Hermeticism or Hermetism is a philosophical system based on the purported teachings of Hermes Trismegistus (a legendary Hellenistic combination of the Greek god Hermes and the Egyptian god Thoth). These teachings are contained in the various writings attributed to Hermes (the Hermetica), which were produced over a period spanning many centuries (c. 300 BCE — 1200 CE) and may be very different in content and scope.

The Corpus Hermeticum is a collection of 17 Greek writings whose authorship is traditionally attributed to the legendary Hellenistic figure Hermes Trismegistus, a syncretic combination of the Greek god Hermes and the Egyptian god Thoth. The treatises were originally written between c. 100 and c. 300 CE, but the collection as known today was first compiled by medieval Byzantine editors. It was translated into Latin in the 15th century by the Italian humanist scholars Marsilio Ficino (1433–1499) and Lodovico Lazzarelli (1447–1500).

Information provided:
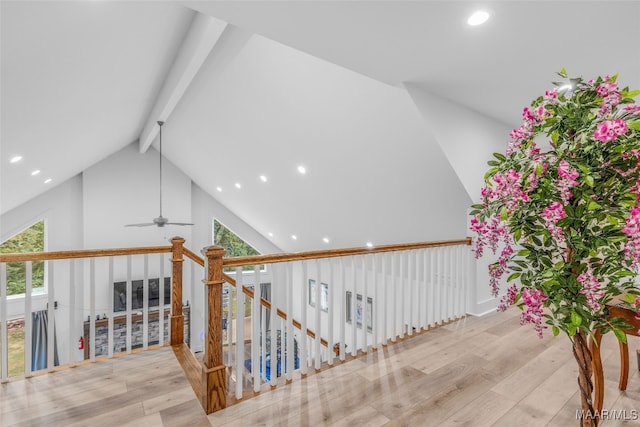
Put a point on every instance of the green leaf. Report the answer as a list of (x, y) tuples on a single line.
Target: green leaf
[(622, 337), (513, 276), (576, 319), (500, 156), (631, 93), (593, 205)]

To do:
**A.** Decide whether each statement agrees with the Hermeticism passage, answering yes or no and quoting the deciding words: (i) The Corpus Hermeticum was translated into Latin in the 15th century. (ii) The Corpus Hermeticum is a collection of 12 Greek writings. (iii) The collection as known today was first compiled by Italian humanist scholars.
**B.** Reproduce the Hermeticism passage from "Hermeticism or Hermetism" to "content and scope.".

Solutions to the exercise:
**A.**
(i) Yes: "It was translated into Latin in the 15th century"
(ii) No: "a collection of 17 Greek writings"
(iii) No: "first compiled by medieval Byzantine editors"

**B.**
Hermeticism or Hermetism is a philosophical system based on the purported teachings of Hermes Trismegistus (a legendary Hellenistic combination of the Greek god Hermes and the Egyptian god Thoth). These teachings are contained in the various writings attributed to Hermes (the Hermetica), which were produced over a period spanning many centuries (c. 300 BCE — 1200 CE) and may be very different in content and scope.